======== SUPPLIED PASSAGE

That is the point we’re at with the Datatrust Prototype: We are ready to move forward with an actual, real, project. This proposal is the result of discussions Mimi, Alex and I have been having over the course of the past couple month or so, with questions and insights on PINQ thrown in by Tony, and answers to some of those questions from Frank.

The talk can be broken up into three tersely titled sections:

Why? Basic motivation for the project.

What? What exactly the prototype will be.

Not Potential features of a Datatrust that are out of scope for this first prototype.

Why?

We need a (concrete) thing

Partly this is to have something to demo to future clients/partner organizations, of course. However, we also need the beginnings of a real datatrust so that different people’s abstract concepts of what a datatrust is can begin to converge.

We need understanding of some technical issues

1. Understanding Privacy: People have been looking at this problem (i.e. releasing aggregated data in such a way that individuals’ privacy isn’t compromised) for over 40 years. After some well-publicized disasters involving ad-hoc approaches (e.g. “Just add some noise to the data”, or “remove all identifying data like names or social security numbers”) a bunch of researchers (like our friends at research.microsoft.com) came up with a mathematical model where there is a measure of privacy, ε (epsilon).

In the model, there’s a clear message: you have to pay (in privacy) if you want greater accuracy (i.e. less noise) in your answers. In particular, the PINQ C# API can
calculate the privacy cost ε of each query on a dataset. So, one can imagine having different users of a datatrust using up allocations of privacy they have been assigned, hence the term “Privacy Budget”. (Frank dislikes this term because there are many privacy strategies possible other than a simple, fixed budget). In any case, by creating the prototype, we are hoping to gain an intuitive understanding of this mathematical concept of privacy, as well as obtain insight on more practical matters like how to allocate privacy so that the datatrust is still useful.

================
======== DATASET CONTENT

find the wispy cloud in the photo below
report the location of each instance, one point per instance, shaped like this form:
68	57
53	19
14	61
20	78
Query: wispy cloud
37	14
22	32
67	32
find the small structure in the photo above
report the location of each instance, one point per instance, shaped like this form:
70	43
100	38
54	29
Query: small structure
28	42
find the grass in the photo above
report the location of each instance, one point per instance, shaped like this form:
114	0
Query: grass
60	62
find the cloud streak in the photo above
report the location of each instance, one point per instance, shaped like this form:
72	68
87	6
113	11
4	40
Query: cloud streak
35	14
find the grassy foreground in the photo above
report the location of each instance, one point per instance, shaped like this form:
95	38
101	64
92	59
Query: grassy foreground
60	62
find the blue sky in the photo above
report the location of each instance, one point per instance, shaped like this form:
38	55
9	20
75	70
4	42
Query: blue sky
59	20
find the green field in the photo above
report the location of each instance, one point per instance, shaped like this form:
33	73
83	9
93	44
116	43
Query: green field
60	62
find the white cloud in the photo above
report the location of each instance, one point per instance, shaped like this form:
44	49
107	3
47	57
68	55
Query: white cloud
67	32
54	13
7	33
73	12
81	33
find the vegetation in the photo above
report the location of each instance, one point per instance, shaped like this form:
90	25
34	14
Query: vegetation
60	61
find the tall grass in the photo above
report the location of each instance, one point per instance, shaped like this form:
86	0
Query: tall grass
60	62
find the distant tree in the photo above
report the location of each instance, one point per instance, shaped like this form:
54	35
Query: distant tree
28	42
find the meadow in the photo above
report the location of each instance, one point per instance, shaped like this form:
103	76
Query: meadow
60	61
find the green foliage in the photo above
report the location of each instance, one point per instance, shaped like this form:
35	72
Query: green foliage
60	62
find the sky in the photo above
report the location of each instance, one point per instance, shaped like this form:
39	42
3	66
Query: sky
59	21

================
======== DATASET CONTENT

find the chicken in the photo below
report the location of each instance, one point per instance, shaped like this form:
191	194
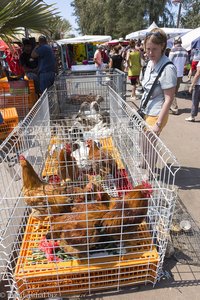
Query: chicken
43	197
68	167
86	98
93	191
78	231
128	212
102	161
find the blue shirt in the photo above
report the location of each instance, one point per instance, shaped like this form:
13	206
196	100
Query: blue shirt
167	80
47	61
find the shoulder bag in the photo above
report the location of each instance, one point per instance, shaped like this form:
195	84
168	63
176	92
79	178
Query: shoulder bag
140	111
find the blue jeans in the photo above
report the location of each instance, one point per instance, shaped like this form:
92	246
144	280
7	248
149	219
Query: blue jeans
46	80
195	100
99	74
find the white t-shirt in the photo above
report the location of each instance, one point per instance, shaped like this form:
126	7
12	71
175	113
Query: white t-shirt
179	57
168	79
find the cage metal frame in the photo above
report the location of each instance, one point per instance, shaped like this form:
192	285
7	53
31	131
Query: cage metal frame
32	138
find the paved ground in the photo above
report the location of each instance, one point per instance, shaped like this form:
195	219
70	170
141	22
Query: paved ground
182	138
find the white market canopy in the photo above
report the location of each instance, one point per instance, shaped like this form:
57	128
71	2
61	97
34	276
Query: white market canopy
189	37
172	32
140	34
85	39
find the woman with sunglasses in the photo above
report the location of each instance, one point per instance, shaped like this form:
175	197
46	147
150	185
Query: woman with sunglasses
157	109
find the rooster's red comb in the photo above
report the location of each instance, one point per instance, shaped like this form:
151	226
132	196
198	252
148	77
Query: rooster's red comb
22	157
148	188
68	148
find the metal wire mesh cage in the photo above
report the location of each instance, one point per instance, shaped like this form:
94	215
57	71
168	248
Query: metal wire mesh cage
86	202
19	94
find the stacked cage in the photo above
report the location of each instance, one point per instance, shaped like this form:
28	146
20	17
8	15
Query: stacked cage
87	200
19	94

================

PROBLEM 1 - Decide whether each statement agrees with the Datatrust prototype passage, answering yes or no and quoting the words that settle it: (a) The proposal grew out of discussions among Mimi, Alex and the writer over roughly the past couple of months. (b) Frank favors the term "Privacy Budget." (c) The PINQ C# API can work out the privacy cost of each query on a dataset.
PROBLEM 2 - Summarize the Datatrust prototype passage in two sentences.
PROBLEM 3 - Reproduce the portion of the Datatrust prototype passage starting at "The talk can" and ending at "this first prototype.".
The listing above was drawn from a different source than the Datatrust prototype passage.

TASK RESPONSE 1 -
(a) Yes: "This proposal is the result of discussions Mimi, Alex and I have been having over the course of the past couple month or so"
(b) No: "Frank dislikes this term because there are many privacy strategies possible other than a simple, fixed budget"
(c) Yes: "the PINQ C# API can calculate the privacy cost ε of each query on a dataset"

TASK RESPONSE 2 - The Datatrust Prototype is ready to move forward as a real project, and the talk about it is divided into sections on why, what, and what is out of scope. A concrete prototype is needed both to demo and to help people's ideas of a datatrust converge, and also to build an intuitive understanding of a mathematical model in which privacy is measured as ε and must be paid to gain greater accuracy, along with practical questions of how to allocate it.

TASK RESPONSE 3 -
The talk can be broken up into three tersely titled sections:

Why? Basic motivation for the project.

What? What exactly the prototype will be.

Not Potential features of a Datatrust that are out of scope for this first prototype.